WORK TO COMPLETE:
1 > In the news roundup, how many of the 15 seats on the Vatican's Council for the Economy will now be held by women?
2 > Condense the paragraph of the news roundup that begins "Moving across the Mediterranean now" into a shorter version that keeps its main facts.
3 > Reproduce the passage of the news roundup starting with "Hiroshima and Nagasaki 75th" and going on through "of an apology.".

SOURCE DOCUMENT:
- - - - -
French president Emmanuel Macron was the first foreign leader to visit Beirut and promised to deliver aid and some ‘home truths’ to the Lebanese government. Macron, who is facing growing political unrest of his own back in France, acted swiftly to assert his presence in the former French protectorate. A petition for Lebanon to “be placed under a French mandate for the next 10 years” had already received 60,000 signatures by late Thursday, according to The Guardian. Yet his critics accused Macron of “neo-colonialist grandstanding”.
Vatican Women
Moving across the Mediterranean now as Pope Francis finally delivered the biggest step in fulfilling his commitment to place more women in leadership roles. The Vatican’s 15-member Council for the Economy, set up in 2014 to manage various administrative and financial tasks, will now feature six women, two each from the UK, Germany and Spain. The Holy See has struggled with a soaring budget deficit in recent years, reaching around €83 million in 2018 on a budget of €300 million, according to The Wall Street Journal, and that’s not even accounting for the Covid-19 recession that’s on the horizon.
The six female appointees are: Charlotte Kreuter-Kirchhof, of Germany; Eva Castillo Sanz, of Spain; Leslie Jane Ferrar, of Great Britain; Marija Kolak, of Germany; María Concepción Osákar Garaicoechea, of Spain; and Ruth Maria Kelly, of Great Britain. The committee was previously comprised of all males.
Hiroshima and Nagasaki 75th Anniversary
This week marks the 75th anniversary of the Hiroshima and Nagasaki atomic bombings, dropped on the Japanese cities that effectively ended World War II. The bombs were the first nuclear weapons used in war and the only times atomic bombs have been used. Many Japanese still feel the bombings were unjustified — around 140,000 people died in Hiroshima and around 74,000 in Nagasaki — while in the U.S. the bombs are thought to have shortened the war and saved thousands of other lives. In 2009, Barack Obama became the first sitting president to visit Hiroshima, though he stopped short of an apology.
- - - - -
PROVIDED MATERIAL:
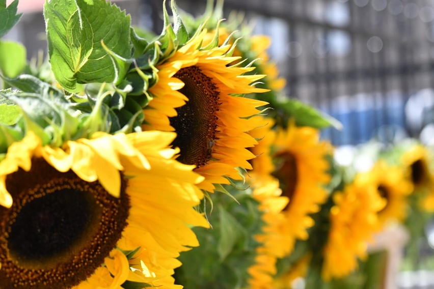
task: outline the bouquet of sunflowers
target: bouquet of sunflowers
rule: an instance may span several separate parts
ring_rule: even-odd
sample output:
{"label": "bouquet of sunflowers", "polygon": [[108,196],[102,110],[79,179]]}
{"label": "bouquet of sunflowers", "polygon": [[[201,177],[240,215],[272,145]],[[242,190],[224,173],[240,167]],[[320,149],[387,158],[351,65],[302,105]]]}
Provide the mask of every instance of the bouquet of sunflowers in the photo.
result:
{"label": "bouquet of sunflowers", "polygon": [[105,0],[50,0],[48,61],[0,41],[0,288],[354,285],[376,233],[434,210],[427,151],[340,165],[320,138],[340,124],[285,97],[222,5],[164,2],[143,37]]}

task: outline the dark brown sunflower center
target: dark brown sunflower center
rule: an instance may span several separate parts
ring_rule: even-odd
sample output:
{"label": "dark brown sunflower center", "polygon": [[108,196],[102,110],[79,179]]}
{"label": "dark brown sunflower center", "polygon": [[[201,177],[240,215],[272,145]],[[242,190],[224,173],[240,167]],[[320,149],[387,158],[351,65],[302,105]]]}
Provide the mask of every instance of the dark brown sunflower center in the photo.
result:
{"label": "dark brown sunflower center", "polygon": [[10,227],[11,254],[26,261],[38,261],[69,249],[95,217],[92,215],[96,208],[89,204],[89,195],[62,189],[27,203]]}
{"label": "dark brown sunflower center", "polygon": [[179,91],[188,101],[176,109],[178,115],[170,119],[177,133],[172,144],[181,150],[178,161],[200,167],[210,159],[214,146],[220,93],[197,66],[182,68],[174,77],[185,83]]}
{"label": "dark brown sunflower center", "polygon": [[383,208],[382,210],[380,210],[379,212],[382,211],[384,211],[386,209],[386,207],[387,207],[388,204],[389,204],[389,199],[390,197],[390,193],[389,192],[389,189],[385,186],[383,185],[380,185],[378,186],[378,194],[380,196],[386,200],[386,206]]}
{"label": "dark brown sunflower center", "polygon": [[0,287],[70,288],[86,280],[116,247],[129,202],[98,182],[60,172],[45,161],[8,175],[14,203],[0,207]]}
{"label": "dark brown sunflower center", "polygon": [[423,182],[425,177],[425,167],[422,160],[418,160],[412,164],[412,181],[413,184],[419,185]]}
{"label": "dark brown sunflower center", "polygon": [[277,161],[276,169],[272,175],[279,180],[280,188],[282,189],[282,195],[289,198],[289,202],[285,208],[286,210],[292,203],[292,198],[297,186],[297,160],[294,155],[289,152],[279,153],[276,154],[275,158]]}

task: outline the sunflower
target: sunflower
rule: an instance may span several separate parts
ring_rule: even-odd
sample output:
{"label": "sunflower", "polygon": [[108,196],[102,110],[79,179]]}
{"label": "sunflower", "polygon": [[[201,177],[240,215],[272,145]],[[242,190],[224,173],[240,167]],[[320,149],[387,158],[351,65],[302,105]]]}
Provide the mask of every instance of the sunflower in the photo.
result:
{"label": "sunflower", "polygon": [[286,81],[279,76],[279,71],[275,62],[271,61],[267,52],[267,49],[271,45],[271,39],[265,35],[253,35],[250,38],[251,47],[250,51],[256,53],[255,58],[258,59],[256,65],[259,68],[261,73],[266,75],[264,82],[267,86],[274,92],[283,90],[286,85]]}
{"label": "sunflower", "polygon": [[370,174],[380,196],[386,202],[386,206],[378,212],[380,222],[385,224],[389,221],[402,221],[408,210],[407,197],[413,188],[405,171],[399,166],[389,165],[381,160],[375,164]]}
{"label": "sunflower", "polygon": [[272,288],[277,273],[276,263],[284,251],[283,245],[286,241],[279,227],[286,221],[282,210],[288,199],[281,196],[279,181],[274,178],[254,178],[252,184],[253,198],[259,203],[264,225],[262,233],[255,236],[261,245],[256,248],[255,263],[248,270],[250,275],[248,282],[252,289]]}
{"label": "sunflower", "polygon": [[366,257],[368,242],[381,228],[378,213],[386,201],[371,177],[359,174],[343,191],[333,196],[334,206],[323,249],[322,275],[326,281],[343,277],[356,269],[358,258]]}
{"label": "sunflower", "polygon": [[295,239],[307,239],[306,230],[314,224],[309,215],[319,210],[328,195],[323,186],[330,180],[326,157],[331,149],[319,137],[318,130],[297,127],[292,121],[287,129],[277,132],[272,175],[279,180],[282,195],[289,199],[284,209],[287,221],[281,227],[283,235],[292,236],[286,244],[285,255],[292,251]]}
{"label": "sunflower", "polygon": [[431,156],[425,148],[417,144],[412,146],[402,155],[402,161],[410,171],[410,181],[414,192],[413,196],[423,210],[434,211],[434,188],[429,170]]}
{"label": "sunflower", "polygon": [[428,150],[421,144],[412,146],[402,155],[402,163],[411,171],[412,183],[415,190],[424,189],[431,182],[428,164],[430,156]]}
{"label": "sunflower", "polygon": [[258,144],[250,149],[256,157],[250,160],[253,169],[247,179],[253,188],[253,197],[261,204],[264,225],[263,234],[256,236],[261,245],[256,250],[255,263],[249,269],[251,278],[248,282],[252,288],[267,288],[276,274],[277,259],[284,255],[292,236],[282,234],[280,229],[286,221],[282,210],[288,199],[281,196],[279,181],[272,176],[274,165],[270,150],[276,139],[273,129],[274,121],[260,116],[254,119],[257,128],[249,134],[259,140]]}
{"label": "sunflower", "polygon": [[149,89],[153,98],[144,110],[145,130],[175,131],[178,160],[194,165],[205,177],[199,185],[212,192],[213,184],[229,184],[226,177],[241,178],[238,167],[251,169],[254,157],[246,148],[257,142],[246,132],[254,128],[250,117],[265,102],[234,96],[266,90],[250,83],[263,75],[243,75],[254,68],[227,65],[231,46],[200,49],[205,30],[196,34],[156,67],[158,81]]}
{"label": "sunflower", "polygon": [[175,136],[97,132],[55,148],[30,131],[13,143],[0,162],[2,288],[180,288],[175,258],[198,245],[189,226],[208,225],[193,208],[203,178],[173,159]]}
- - - - -
RESPONSES PER TASK:
1 > Six seats will be held by women: two each from the UK, Germany and Spain.

2 > Pope Francis took his biggest step yet toward putting more women in leadership roles. The Vatican's 15-member Council for the Economy was set up in 2014 to handle administrative and financial tasks. It will now include six women, two each from the UK, Germany and Spain. According to The Wall Street Journal, the Holy See's budget deficit reached about €83 million on a €300 million budget in 2018, and that figure predates the coming Covid-19 recession.

3 >
Hiroshima and Nagasaki 75th Anniversary
This week marks the 75th anniversary of the Hiroshima and Nagasaki atomic bombings, dropped on the Japanese cities that effectively ended World War II. The bombs were the first nuclear weapons used in war and the only times atomic bombs have been used. Many Japanese still feel the bombings were unjustified — around 140,000 people died in Hiroshima and around 74,000 in Nagasaki — while in the U.S. the bombs are thought to have shortened the war and saved thousands of other lives. In 2009, Barack Obama became the first sitting president to visit Hiroshima, though he stopped short of an apology.